_Exercise_
Recast the data from the line with "the white spiral" through the line with "[164,38,273,118]", both included, as a JSON list of strings with one string per line and no blank lines.

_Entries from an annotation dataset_
>> Start
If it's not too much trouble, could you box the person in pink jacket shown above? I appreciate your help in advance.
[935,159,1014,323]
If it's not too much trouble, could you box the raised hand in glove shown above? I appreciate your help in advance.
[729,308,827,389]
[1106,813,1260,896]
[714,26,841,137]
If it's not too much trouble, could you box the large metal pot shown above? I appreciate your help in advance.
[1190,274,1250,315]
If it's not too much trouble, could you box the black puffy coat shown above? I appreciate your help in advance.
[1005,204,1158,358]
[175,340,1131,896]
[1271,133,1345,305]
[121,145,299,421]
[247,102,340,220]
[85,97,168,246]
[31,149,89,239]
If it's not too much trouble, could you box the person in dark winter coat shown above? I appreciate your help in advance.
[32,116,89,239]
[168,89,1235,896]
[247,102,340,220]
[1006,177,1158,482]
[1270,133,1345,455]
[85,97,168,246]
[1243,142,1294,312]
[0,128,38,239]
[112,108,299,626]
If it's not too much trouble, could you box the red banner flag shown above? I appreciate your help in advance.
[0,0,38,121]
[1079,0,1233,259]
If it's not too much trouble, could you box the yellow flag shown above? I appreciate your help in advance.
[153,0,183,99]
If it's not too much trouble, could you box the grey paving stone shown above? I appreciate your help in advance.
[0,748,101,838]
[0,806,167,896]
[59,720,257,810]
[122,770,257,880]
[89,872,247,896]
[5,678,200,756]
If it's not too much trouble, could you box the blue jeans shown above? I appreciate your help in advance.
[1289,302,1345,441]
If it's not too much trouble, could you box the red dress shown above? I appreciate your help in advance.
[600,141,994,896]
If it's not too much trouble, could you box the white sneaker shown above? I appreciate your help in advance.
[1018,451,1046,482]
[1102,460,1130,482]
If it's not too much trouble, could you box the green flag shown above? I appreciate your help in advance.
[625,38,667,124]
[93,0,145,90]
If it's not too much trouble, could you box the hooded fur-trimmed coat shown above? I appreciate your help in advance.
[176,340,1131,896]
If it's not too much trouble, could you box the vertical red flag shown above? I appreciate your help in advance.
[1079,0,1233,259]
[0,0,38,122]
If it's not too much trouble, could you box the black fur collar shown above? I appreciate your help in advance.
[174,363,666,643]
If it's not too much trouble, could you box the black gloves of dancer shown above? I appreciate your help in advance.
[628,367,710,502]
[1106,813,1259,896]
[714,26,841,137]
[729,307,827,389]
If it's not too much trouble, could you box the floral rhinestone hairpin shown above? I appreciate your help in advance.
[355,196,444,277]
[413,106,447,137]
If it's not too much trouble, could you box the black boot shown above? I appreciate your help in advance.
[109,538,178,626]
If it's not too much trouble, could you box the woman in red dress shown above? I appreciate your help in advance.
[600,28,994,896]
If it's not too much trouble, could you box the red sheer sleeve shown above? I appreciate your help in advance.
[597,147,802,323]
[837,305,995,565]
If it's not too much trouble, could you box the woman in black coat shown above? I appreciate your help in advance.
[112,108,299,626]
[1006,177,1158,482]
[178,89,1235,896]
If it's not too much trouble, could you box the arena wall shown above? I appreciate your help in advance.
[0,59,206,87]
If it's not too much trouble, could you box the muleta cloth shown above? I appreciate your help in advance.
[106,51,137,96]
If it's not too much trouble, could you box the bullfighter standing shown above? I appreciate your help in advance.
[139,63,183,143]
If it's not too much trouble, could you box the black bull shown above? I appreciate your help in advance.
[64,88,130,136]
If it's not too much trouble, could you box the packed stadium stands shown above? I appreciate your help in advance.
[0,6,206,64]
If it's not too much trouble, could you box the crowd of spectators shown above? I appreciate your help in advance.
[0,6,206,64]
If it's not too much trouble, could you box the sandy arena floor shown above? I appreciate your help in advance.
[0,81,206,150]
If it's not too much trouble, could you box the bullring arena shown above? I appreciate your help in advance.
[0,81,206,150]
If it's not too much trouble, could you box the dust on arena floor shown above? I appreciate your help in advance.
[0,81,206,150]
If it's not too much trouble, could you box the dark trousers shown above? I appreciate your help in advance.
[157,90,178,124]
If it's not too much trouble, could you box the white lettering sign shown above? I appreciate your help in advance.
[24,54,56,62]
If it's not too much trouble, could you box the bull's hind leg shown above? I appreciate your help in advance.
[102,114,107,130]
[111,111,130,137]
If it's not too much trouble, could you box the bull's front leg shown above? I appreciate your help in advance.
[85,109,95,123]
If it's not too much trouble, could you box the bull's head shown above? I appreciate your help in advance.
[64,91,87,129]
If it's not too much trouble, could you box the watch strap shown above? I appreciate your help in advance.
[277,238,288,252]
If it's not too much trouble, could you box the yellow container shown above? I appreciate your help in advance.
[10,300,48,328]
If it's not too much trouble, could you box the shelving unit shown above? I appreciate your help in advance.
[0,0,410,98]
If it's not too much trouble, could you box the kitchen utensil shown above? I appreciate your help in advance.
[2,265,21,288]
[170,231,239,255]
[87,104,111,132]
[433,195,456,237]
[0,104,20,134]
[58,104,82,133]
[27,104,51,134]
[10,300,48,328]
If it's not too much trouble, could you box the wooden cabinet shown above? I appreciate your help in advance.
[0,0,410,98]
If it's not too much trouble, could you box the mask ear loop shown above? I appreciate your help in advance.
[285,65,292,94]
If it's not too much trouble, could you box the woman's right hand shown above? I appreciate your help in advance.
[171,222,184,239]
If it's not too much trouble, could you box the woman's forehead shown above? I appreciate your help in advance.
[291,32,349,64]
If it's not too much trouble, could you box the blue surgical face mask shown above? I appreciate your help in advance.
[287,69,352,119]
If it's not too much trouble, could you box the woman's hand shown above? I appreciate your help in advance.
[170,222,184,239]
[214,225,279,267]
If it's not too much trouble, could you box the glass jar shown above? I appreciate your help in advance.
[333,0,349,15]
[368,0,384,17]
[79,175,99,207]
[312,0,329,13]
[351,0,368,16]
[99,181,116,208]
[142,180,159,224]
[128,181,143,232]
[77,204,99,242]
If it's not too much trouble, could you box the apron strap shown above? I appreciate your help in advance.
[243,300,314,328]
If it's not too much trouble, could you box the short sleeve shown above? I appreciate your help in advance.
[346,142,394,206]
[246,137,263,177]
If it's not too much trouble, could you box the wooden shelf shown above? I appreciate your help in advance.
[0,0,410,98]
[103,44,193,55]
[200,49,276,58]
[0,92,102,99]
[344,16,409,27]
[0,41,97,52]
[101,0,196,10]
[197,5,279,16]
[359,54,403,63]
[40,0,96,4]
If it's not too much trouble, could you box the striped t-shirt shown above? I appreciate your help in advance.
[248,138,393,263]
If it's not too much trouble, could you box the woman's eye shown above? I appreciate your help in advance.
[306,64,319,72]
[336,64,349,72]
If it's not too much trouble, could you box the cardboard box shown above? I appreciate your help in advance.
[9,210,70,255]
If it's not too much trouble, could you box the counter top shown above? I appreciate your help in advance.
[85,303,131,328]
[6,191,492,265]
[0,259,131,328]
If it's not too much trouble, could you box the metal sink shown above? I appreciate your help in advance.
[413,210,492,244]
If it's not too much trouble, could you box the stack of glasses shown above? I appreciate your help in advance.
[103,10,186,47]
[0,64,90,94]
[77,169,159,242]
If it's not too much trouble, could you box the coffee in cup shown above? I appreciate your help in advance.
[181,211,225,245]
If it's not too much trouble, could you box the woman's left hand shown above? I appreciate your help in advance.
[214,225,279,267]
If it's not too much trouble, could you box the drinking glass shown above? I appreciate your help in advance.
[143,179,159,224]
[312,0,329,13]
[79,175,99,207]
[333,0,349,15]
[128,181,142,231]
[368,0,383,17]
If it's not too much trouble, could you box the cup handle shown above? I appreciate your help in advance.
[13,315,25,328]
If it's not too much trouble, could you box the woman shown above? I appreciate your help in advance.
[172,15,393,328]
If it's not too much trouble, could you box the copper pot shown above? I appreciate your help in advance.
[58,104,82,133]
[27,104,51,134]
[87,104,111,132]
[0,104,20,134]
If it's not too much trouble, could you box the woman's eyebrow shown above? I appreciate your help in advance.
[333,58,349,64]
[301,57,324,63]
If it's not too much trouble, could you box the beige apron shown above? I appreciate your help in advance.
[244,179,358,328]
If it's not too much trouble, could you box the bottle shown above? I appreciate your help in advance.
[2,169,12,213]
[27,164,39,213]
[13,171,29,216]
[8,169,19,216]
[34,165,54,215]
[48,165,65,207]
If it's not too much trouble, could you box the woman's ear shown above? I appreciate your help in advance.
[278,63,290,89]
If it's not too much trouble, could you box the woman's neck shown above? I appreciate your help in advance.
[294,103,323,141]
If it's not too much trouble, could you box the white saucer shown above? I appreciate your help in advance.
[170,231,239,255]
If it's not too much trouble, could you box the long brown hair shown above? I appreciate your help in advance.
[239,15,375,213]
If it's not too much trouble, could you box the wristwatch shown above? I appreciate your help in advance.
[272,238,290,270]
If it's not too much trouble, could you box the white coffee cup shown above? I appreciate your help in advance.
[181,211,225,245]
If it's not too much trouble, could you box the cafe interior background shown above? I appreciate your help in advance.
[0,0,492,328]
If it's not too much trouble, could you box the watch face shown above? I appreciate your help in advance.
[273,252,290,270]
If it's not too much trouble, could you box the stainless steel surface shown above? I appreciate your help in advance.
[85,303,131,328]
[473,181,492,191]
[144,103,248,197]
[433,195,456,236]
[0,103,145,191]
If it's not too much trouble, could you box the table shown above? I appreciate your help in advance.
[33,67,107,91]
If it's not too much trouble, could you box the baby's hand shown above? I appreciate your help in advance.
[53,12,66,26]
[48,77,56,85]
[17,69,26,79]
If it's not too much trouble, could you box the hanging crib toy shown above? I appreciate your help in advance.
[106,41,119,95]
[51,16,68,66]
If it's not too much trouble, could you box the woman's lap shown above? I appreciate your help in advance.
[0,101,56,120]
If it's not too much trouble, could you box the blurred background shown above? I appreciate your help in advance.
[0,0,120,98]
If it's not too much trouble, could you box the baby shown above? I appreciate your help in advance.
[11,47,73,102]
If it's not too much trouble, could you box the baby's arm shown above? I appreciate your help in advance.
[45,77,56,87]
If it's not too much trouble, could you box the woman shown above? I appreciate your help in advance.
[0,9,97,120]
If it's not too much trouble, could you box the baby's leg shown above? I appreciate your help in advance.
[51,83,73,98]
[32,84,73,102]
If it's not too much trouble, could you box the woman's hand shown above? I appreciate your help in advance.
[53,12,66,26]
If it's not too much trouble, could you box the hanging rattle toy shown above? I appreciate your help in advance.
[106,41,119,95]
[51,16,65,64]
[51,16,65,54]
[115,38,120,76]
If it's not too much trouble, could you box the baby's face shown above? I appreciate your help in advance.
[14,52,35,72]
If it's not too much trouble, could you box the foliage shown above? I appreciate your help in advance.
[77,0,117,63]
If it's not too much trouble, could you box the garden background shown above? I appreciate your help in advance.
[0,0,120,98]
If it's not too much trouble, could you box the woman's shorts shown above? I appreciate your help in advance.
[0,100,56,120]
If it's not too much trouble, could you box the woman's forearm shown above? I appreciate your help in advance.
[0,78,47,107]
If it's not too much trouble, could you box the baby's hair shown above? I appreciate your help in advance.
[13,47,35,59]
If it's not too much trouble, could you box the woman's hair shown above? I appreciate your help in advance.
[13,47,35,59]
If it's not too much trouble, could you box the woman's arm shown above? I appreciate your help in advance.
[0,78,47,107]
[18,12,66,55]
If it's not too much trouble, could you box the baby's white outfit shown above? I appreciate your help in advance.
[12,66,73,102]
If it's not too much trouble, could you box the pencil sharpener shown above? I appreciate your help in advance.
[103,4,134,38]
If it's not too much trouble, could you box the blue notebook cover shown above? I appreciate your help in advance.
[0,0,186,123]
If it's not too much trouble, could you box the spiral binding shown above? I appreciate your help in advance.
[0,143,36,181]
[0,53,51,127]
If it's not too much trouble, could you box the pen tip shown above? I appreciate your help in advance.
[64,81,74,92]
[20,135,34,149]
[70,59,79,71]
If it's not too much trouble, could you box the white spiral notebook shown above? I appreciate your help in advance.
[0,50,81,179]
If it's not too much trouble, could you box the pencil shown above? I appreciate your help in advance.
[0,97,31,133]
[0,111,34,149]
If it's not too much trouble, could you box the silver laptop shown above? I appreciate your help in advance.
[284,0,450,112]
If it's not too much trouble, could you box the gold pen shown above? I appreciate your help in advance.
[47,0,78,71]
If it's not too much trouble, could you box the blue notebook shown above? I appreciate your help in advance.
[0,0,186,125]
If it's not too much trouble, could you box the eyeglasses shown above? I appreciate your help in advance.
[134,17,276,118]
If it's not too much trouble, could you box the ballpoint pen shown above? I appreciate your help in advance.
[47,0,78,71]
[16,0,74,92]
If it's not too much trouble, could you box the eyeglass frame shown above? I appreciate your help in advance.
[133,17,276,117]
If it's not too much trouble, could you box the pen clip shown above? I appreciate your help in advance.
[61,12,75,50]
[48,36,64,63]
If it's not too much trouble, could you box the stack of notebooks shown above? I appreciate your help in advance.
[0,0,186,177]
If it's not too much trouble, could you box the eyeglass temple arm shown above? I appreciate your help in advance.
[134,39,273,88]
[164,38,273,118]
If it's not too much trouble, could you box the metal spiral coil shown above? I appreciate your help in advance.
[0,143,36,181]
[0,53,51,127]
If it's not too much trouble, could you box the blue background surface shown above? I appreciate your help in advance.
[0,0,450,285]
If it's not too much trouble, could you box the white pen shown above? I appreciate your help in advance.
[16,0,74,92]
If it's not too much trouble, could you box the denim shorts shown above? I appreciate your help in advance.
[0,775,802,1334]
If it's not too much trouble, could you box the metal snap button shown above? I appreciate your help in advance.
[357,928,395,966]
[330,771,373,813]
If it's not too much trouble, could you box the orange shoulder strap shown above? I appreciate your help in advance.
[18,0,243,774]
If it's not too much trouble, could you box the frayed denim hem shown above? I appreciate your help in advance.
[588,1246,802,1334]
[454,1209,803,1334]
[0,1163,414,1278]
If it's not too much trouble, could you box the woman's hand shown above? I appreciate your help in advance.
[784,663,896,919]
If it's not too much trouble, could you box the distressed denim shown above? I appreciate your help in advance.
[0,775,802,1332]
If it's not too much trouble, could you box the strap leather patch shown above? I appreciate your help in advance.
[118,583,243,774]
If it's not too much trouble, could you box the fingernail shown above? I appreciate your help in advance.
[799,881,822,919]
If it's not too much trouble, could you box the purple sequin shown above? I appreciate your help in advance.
>> End
_Full response_
[
  "If it's not too much trouble, could you box the white spiral notebook shown above? I appreciate your help in advance.",
  "[0,50,81,179]",
  "If it's not too much trouble, could you box the pencil shown above? I appreciate your help in advance.",
  "[0,97,31,133]",
  "[0,111,34,149]",
  "If it's not too much trouble, could you box the silver laptop shown above? I appreciate your help in advance.",
  "[284,0,450,112]",
  "If it's not too much trouble, could you box the gold pen shown above? I appreciate your help in advance.",
  "[47,0,78,71]",
  "If it's not too much trouble, could you box the blue notebook shown above? I appreciate your help in advance.",
  "[0,0,186,125]",
  "If it's not too much trouble, could you box the eyeglasses shown above? I appreciate your help in advance.",
  "[134,17,276,118]",
  "If it's not too much trouble, could you box the ballpoint pen shown above? I appreciate your help in advance.",
  "[47,0,78,71]",
  "[16,0,74,92]",
  "If it's not too much trouble, could you box the eyeglass frame shown above? I appreciate your help in advance.",
  "[133,17,276,117]",
  "If it's not too much trouble, could you box the pen clip shown above? I appreciate your help in advance.",
  "[61,12,75,50]",
  "[48,36,64,63]",
  "If it's not too much trouble, could you box the stack of notebooks shown above? I appreciate your help in advance.",
  "[0,0,186,177]",
  "If it's not too much trouble, could you box the eyeglass temple arm shown above? I appreciate your help in advance.",
  "[134,39,273,88]",
  "[164,38,273,118]"
]